* Your objective *
Please find every line in the records below that contains the word "Target", and copy it.

* Given records *
········

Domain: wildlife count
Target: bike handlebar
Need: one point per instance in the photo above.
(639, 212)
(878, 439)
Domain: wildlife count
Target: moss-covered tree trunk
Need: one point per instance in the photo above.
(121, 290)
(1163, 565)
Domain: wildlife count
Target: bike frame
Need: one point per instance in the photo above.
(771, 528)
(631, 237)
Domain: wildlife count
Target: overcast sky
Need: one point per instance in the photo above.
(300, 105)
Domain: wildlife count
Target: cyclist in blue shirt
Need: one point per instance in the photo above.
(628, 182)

········

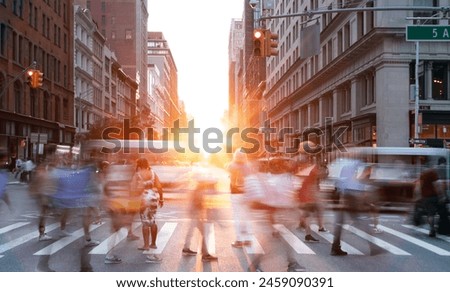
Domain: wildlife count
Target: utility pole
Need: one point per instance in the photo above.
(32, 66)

········

* Expected answer *
Target: bike handlebar
Target: moss-covered tree trunk
Target: bike frame
Target: overcast sky
Target: cyclist in blue shirt
Target: utility pole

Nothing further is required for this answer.